Segment Start: Excerpted text

Iron-hydroxypyridone redox chemistry: Kinetic and thermodynamic limitations to Fenton activity

The oral iron chelator 1,2-dimethyl-3-hydroxypyridin-4-one (CP20) is undergoing widespread clinical trials but discrepant reports of its toxicity have stimulated debate on its suitability and on its role in preventing metal-dependent oxygen radical formation. We therefore investigated the electrochemical basis for the iron-catalyzed Fenton reaction by studying rotating disk electrode and cyclic voltammetry of iron complexes with CP20 and with its diethyl analog CP94. Reduction of Fe(III)-hydroxypyridone complexes at the glassy carbon electrode occurs through one-electron quasi-reversible reduction of Fe3+ after dissociation of the complex. Complex dissociation is fast and does not limit the current of the forward reaction. The physiologically relevant formal potentials (i.e. at neutral pH) of the bis- and tris-complexes were then determined. The formal potential of Fe(CP20)(3) (-828 mV versus NHE) is well below the range of physiological reducing agents and reduction in vivo is thermodynamically unfavorable. In contrast, E(o)' of the (H2O)(2)Fe(CP2O)(2)(+) complex (-454 mV versus NHE) is within this range and reduction is feasible. However, reoxidation of Fe2+ in the presence of the hydroxypyridones is limited by the kinetics of a slow tautomeric equilibrium of the ligands. Thus the rate of chemical reoxidation of Fe2+, e.g. by hydrogen peroxide, places a Limitation on the rate at which iron can be expected to redox cycle in the presence of hydroxypyridone.

Segment End: Excerpted text
Segment Start: Provided information

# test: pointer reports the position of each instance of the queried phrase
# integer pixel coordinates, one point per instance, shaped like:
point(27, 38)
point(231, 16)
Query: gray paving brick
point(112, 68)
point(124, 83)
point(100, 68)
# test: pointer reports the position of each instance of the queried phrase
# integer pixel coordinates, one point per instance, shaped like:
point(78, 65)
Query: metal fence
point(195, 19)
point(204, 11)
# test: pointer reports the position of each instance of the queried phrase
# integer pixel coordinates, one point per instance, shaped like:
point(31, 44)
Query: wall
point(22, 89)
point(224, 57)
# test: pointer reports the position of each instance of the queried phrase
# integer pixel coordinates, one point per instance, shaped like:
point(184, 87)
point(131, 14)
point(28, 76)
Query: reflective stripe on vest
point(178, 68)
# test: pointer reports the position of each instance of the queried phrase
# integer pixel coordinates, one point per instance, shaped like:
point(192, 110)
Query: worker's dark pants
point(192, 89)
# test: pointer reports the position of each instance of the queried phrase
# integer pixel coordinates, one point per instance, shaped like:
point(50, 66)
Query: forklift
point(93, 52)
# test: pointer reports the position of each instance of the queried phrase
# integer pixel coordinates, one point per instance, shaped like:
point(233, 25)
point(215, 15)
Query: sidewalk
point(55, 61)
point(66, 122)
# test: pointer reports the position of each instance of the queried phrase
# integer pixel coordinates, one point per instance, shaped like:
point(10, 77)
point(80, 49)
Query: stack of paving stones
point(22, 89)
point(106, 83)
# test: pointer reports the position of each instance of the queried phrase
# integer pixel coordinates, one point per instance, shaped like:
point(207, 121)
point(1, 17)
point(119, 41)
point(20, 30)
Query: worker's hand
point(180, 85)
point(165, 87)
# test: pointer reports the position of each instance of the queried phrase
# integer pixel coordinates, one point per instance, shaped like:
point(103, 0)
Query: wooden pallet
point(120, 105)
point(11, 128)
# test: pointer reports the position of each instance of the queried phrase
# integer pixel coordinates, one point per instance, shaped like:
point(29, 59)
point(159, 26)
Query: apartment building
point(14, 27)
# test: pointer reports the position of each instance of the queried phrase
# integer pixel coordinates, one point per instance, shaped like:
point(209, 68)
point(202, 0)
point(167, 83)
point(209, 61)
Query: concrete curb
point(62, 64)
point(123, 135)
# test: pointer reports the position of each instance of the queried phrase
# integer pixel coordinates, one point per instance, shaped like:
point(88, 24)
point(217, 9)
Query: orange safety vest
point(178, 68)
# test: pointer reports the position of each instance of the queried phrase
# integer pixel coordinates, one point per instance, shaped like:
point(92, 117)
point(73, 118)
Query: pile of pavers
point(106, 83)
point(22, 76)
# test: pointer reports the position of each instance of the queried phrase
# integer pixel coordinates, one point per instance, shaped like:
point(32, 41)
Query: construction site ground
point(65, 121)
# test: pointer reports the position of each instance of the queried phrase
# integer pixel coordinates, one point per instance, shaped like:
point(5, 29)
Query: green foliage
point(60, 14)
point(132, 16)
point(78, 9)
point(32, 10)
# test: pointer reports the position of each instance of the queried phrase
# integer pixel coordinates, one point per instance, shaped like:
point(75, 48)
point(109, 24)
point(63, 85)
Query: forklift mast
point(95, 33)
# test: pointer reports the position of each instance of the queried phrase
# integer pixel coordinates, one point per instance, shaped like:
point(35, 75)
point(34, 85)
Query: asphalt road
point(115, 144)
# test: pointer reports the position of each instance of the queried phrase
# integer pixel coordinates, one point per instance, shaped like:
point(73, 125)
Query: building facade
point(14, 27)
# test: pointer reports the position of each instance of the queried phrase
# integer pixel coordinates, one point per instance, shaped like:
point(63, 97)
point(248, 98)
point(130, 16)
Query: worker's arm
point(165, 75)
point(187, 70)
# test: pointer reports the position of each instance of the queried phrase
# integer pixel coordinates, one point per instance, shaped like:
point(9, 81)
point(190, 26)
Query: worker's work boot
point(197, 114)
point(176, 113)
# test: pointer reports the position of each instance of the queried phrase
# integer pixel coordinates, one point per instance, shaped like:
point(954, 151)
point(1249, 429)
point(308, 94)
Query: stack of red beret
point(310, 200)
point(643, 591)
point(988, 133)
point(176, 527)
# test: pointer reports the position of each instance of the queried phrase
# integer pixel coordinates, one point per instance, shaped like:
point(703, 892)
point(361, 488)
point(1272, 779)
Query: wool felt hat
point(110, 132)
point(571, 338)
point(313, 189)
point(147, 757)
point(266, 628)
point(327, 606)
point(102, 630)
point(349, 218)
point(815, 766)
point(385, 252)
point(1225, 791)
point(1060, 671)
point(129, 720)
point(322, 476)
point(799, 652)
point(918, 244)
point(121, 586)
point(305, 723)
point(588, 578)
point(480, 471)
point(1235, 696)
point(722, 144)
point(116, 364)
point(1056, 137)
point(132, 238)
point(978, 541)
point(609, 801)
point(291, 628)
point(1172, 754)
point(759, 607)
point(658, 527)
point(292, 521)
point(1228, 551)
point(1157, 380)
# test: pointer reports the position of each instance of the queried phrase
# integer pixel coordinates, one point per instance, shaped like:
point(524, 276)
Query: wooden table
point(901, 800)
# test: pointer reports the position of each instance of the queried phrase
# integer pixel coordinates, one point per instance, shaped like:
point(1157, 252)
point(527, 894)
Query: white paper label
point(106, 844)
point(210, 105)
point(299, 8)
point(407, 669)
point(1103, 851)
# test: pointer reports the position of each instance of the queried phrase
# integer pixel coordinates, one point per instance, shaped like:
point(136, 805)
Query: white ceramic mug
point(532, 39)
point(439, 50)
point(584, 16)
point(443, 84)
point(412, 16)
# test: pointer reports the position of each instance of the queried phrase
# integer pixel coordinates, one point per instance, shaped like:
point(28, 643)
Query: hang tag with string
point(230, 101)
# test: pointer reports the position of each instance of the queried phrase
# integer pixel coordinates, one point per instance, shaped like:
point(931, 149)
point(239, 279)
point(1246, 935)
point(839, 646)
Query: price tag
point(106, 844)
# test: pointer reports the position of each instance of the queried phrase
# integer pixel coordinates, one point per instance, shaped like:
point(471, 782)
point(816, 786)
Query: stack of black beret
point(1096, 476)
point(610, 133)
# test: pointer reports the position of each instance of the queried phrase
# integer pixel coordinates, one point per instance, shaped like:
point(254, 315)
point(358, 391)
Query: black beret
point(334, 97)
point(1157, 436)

Segment End: Provided information

Copy out the full abstract on iron-hydroxypyridone redox chemistry above, with no changes.

### The completed task
Iron-hydroxypyridone redox chemistry: Kinetic and thermodynamic limitations to Fenton activity

The oral iron chelator 1,2-dimethyl-3-hydroxypyridin-4-one (CP20) is undergoing widespread clinical trials but discrepant reports of its toxicity have stimulated debate on its suitability and on its role in preventing metal-dependent oxygen radical formation. We therefore investigated the electrochemical basis for the iron-catalyzed Fenton reaction by studying rotating disk electrode and cyclic voltammetry of iron complexes with CP20 and with its diethyl analog CP94. Reduction of Fe(III)-hydroxypyridone complexes at the glassy carbon electrode occurs through one-electron quasi-reversible reduction of Fe3+ after dissociation of the complex. Complex dissociation is fast and does not limit the current of the forward reaction. The physiologically relevant formal potentials (i.e. at neutral pH) of the bis- and tris-complexes were then determined. The formal potential of Fe(CP20)(3) (-828 mV versus NHE) is well below the range of physiological reducing agents and reduction in vivo is thermodynamically unfavorable. In contrast, E(o)' of the (H2O)(2)Fe(CP2O)(2)(+) complex (-454 mV versus NHE) is within this range and reduction is feasible. However, reoxidation of Fe2+ in the presence of the hydroxypyridones is limited by the kinetics of a slow tautomeric equilibrium of the ligands. Thus the rate of chemical reoxidation of Fe2+, e.g. by hydrogen peroxide, places a Limitation on the rate at which iron can be expected to redox cycle in the presence of hydroxypyridone.